--- Text excerpt Enclosed Below ---

Vermillion Cardinal Life Span
This particular variety is known to live in Colombia and Venezuela. The Vermillion Cardinal has an average life span of 2 to 3 years. The main cause of fatality is collision, predators, parasites and disease.
Northern Cardinal Life Span
The Northern Cardinal known for its bold red coloration lives for 3 years on average but in a safe environment they can live as long as 20 plus years. Just like many of the other Cardinals this bird is threatened mostly by predators and disease. Notable about this species is their migration patterns. Since they don’t migrate at all, it has been possible to observe and study these bird closely to accurately monitor their lifespan.
Desert Cardinal Life Span
Living in the harsh conditions that desert life brings about, the Desert Cardinal has different challenges than the other bird on this list. They are often times challenged to remain hydrated in their dry habitat. Although, they do live the longest at around 8 years due to living in more remote areas out of the way of people and some predators.
Red Crested Cardinal Life Span
Last but not least is the faux Cardinal the Red Crested. Just like the other varieties this Cardinal lives an average of about 3 years in the wild. The main causes of fatality are predators and disease.
How to Help Cardinals Live Longer?
Earlier to spoke about how the Cardinal is often killed by disease, lack of food, dehydration, predators, and collisions. Even though some of these factors are out of our control and are a part of the circle of life, as bird lovers there are things we can do to pitch in and save a Cardinal or two. Have you thought to…
Hang a Birdhouse
Help save a Cardinal and future generations by providing shelter! How you might ask? Hang a birdhouse. Hanging a birdhouse in your yard helps tremendously. Bird will have a much easier time setting up a safe and stable home in a human built birdhouse. Although, Cardinals are fairly good nest builders, the elements like wind and rain have a much harder time ruining a wooden birdhouse vs one held together by mud and straw.
Plant Tall Trees
If you’re more of a naturalist you might not want to hang a prefabbed birdhouse in your yard. There is nothing wrong with that, if you still want to lend a hand how about planting a tall tree species. Tall dense foliage trees make for the best possible Cardinal homes. They are up and out of the way of many predators and provide lots of leaves to hide and build nests in.

--- End of Enclosed Text excerpt ---

Carry on the text about cardinal life spans, starting right after its last sentence.

--- Raw data Enclosed Below ---

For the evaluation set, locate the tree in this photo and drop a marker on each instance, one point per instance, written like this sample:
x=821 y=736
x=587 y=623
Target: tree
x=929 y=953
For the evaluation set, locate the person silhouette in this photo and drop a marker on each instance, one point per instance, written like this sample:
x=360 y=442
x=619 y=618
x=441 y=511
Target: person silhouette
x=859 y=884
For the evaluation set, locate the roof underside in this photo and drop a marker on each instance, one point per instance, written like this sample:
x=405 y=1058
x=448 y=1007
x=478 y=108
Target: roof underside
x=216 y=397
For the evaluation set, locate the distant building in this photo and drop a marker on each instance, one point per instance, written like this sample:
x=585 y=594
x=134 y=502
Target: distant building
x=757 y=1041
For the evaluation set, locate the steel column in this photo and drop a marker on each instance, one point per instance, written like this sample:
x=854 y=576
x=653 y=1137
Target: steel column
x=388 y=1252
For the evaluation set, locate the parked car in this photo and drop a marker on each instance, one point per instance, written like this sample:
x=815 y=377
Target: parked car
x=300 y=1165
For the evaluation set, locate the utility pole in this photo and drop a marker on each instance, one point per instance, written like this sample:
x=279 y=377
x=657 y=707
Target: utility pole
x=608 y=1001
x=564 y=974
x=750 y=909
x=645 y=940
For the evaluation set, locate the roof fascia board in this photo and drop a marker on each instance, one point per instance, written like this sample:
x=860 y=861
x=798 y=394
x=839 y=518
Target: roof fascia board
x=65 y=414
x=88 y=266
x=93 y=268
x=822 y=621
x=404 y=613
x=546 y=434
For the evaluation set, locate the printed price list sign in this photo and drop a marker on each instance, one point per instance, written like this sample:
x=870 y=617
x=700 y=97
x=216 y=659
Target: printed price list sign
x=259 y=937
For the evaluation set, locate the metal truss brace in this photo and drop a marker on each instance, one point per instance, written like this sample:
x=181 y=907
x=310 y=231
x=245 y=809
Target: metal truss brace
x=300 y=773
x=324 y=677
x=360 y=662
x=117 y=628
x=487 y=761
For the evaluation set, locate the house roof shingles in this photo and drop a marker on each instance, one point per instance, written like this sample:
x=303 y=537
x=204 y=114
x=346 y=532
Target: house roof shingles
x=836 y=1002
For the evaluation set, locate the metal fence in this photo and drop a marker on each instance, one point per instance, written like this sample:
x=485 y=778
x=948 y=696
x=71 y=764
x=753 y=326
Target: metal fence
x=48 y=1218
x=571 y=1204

--- End of Enclosed Raw data ---

● Response box
One of the major Cardinal killers is starvation, especially in colder regions like the Eastern United States. One way to help Cardinals out is by hanging a bird feeder. When many of the natural food sources freeze over a bird house can be a lifeline to Cardinals searching for their next meal. Just make sure to keep the feeder clean, overtime a neglected bird feeder can be a breeding ground for disease and parasites. If you aren’t careful you could end up wiping more birds out than you’ll saving.
Provide a Water Source
Dehydration is serious killer to the Desert Cardinal. If you have the room for it, adding a bird bath to your backyard could be a literal lifesaver for birds in search of water. Another perk to having a birdbath is that they often times attract birds in all climates making your yard a hotspot for birdwatching!
Keep your House Cat in the House
A severely overlooked way to save a Cardinal or two, or three, or four is keeping your house cat in the house! So many times pet cats bring birds inside the house to play with their lifeless bodies. Seriously!? Can’t they be content with their feather toys, Purina cat chow, and litter box? House cats although not natural predators to the Cardinal oftentimes are the main culprit for claiming needless causalities.
To wrap things up, the Cardinal usually lives about 3 years in the wild. However, with perfect conditions its been proven they can live almost 30 years! Even though it might seem insignificant YOU can actually help Cardinals live a little longer by providing shelter, food, water, and keep one less killer off the streets.